#### [TEXT PROVIDED]
"""

Pfizer closed out the first quarter of 2019 with revenues of $13.1 billion driven by a significant 36 percent global growth of Eliquis sales, a 34 percent increase in Xeljanz revenue and a 25 percent increase in sales of Ibrance, the company announced this morning.
For Pfizer, the positive growth comes in the first full quarter after the company reorganized into three separate business units that include an established medicines business, a consumer healthcare business and the innovative medicines business. As a result of the reorganization, the company anticipates mid-single-digit operational revenue growth from through 2025.
While Pfizer saw a 2 percent growth in its quarterly revenues compared to last year, the company said there were some declines, particularly in the hospital business and rare disease treatments. Pfizer said it saw an 8 percent decline in the hospital setting, which was driven primarily from generic competition for drugs that have lost market exclusivity. In the rare disease area, the company also saw declines, particularly in hemophilia. Pfizer said that was driven by competition in the space, as well as an “unfavorable channel mix” with Genotropin.
Pfizer Chief Executive Officer Albert Bourla touted the continued growth of its branded drugs, including Eliquis, Ibrance, Prevnar 13/Prevenar 13 and Xeljanz.
“Our new commercial structure is designed to maximize today’s revenue growth opportunities while transitioning the company to a period post-2020 where we expect sustained mid-single-digit operational revenue growth through 2025. We remain focused on executing on our commercial strategies, managing expenses, advancing our pipeline and prudently allocating our capital to position Pfizer for sustainable success,” Bourla said in a statement.
Bourla pointed to several positive pipeline updates that indicate positive growth for the long term. In the first months of 2019, he said, Pfizer won five regulatory approvals, including approval of Ibrance as a treatment for men with a type of breast cancer. Bourla said the company also presented phase III data for Xtandi in metastatic hormone-sensitive prostate cancer as well as Phase II immunogenicity data in adults for our 20-valent pneumococcal vaccine candidate. As he eyes the remainder of the year, Bourla said the company is looking for potential approvals of other drugs in the U.S., including tafamidis in transthyretin cardiomyopathy, a Bavencio-Inlyta combination for the treatment of first-line renal cell carcinoma, as well as the company’s biosimilar rituximab, bevacizumab and adalimumab molecules.

"""

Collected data

"""

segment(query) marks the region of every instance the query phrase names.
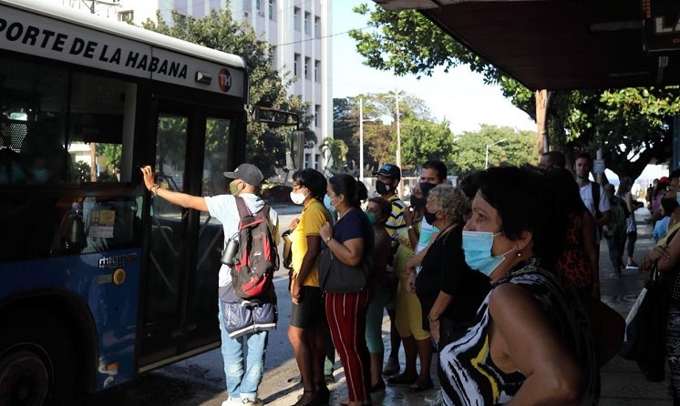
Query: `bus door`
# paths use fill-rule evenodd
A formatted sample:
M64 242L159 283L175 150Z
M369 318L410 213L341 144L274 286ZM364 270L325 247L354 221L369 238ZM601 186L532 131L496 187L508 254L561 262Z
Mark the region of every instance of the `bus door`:
M161 188L194 196L224 193L236 115L159 101L156 157ZM139 370L217 347L222 224L206 212L152 198L142 282ZM183 355L182 355L183 354ZM174 360L173 360L174 359Z

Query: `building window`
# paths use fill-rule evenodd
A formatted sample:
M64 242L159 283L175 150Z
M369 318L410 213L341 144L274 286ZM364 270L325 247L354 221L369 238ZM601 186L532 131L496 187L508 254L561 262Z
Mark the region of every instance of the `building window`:
M309 167L312 160L312 154L304 154L304 167Z
M298 7L293 9L293 27L300 31L300 9Z
M134 10L125 10L118 12L118 21L133 21L135 19Z

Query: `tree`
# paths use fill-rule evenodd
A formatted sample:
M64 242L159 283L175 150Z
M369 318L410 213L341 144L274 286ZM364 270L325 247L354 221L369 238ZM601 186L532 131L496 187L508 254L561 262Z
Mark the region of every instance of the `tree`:
M534 133L517 131L510 127L481 125L479 131L466 131L456 137L456 151L449 167L453 173L483 169L489 146L489 166L535 164L538 153L533 147ZM500 142L504 140L502 142Z
M425 161L438 159L448 167L455 167L456 150L449 123L439 123L407 117L401 124L401 163L404 167L415 167Z
M359 95L334 100L334 129L336 139L347 146L347 164L359 162L359 100L364 107L365 173L380 164L396 162L397 103L394 92ZM399 126L402 169L417 167L428 159L451 162L453 135L446 120L438 122L425 101L400 93ZM391 119L384 124L383 117Z
M280 76L273 69L272 46L259 39L247 23L234 21L229 7L224 7L219 12L212 9L210 15L201 19L194 19L173 11L171 25L168 24L160 13L157 14L157 18L158 24L147 20L142 26L242 56L250 71L251 103L297 113L301 117L301 129L309 127L313 120L313 117L306 113L309 110L309 104L304 103L299 96L291 96L287 94L286 89L294 78L289 73ZM249 123L246 156L250 162L260 167L265 177L273 175L276 167L285 167L284 135L293 129L294 128L270 128L262 124ZM309 134L306 139L314 142L314 133L308 129L306 131ZM228 132L225 131L209 131L206 149L217 155L224 155L227 135ZM222 166L226 165L225 159L216 162Z
M367 15L367 25L373 28L349 33L366 65L417 76L429 76L438 66L448 72L468 65L486 83L499 85L506 97L536 119L533 91L444 35L420 13L395 13L382 7L370 10L366 5L355 11ZM551 91L547 111L549 140L553 149L567 156L581 150L594 155L603 147L610 168L635 178L652 158L664 162L672 156L670 123L680 111L679 94L678 86Z

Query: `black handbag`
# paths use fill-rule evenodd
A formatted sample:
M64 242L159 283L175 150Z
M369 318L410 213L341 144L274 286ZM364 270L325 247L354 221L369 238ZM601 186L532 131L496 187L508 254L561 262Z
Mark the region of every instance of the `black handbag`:
M328 293L356 293L368 287L372 265L366 258L355 267L345 264L333 256L326 246L319 254L319 285Z
M626 318L625 338L619 354L637 362L644 378L664 381L665 370L668 287L654 265L649 280Z

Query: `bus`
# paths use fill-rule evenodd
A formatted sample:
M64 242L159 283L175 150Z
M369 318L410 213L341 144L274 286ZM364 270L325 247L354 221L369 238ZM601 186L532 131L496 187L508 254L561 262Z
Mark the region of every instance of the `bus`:
M55 3L0 0L0 404L69 404L220 345L222 226L139 167L223 193L253 116L241 57Z

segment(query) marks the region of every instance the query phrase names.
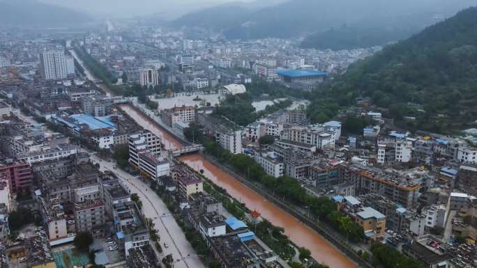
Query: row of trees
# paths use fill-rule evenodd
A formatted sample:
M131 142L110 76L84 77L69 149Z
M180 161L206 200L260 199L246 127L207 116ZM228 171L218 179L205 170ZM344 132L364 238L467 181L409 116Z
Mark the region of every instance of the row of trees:
M363 237L363 228L348 216L338 211L336 204L333 200L310 196L296 179L287 175L274 178L267 175L263 168L250 156L231 154L215 141L206 141L204 145L205 152L216 157L220 162L232 166L248 180L262 184L280 199L308 208L312 215L328 223L350 240L357 242Z

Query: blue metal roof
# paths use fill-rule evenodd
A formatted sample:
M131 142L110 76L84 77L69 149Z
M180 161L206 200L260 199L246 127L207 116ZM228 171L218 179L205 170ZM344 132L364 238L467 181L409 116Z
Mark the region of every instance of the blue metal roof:
M93 117L86 114L74 114L71 118L75 119L78 124L88 125L91 130L100 129L102 128L109 128L116 129L114 124L109 120L109 116Z
M437 141L439 143L446 145L447 144L447 141L444 139L436 139L436 141Z
M326 72L314 71L312 70L278 70L277 74L282 77L324 77L326 75Z
M450 168L446 168L445 166L444 168L441 168L441 171L445 172L446 173L448 173L448 174L450 174L453 175L456 175L457 172L458 172L455 169Z
M123 232L123 231L118 232L116 233L116 236L118 237L118 239L122 239L123 238L124 238L124 232Z
M255 237L255 234L254 234L253 232L248 231L238 234L237 236L240 238L240 241L245 242L246 241L252 240L253 237Z
M238 219L234 216L231 216L230 218L226 219L225 223L234 230L240 228L247 228L247 225L245 224L243 221Z

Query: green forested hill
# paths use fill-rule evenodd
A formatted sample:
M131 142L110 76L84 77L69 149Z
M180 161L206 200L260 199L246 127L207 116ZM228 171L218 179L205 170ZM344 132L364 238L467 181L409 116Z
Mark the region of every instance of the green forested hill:
M477 8L386 47L336 80L328 94L340 96L341 104L368 96L397 120L416 117L418 129L451 131L475 121ZM446 118L434 119L439 114Z

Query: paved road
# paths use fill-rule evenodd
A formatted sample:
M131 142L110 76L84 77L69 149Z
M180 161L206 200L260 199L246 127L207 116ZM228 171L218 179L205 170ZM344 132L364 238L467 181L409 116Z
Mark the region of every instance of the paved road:
M114 169L114 162L100 161L96 155L91 155L91 160L99 163L102 171L110 171L119 178L131 193L137 194L142 201L144 215L153 219L155 228L160 235L160 243L164 252L162 258L169 253L172 254L176 262L174 268L205 268L201 260L195 256L195 252L184 233L162 200L159 198L146 183L139 178L119 169ZM164 243L169 245L165 249ZM180 260L177 262L177 260Z

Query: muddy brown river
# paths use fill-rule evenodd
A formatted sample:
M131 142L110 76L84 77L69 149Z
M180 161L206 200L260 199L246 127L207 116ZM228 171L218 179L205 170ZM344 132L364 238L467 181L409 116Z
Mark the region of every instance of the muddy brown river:
M151 131L161 137L167 149L183 147L174 137L163 132L149 118L139 113L128 105L121 105L121 109L127 113L142 127ZM181 157L179 160L186 163L196 171L203 169L204 175L217 185L227 189L233 197L244 203L250 210L257 210L262 216L267 219L277 226L283 227L285 234L299 246L310 249L312 256L320 262L332 268L353 268L358 266L344 254L326 240L310 227L303 224L297 219L280 209L271 202L253 190L248 188L229 174L213 165L199 155Z

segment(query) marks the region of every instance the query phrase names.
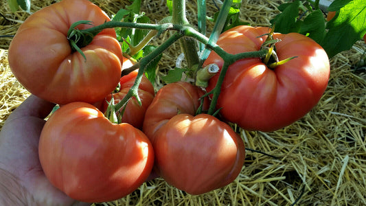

"""

#### [WHAT THIS TASK INVOLVES]
Translate this sentence from the Pfizer earnings article into Spanish: "In the rare disease area, the company also saw declines, particularly in hemophilia." These records are separate from the Pfizer earnings article.

#### [ANSWER SPACE]
En el área de enfermedades raras, la compañía también registró descensos, en particular en hemofilia.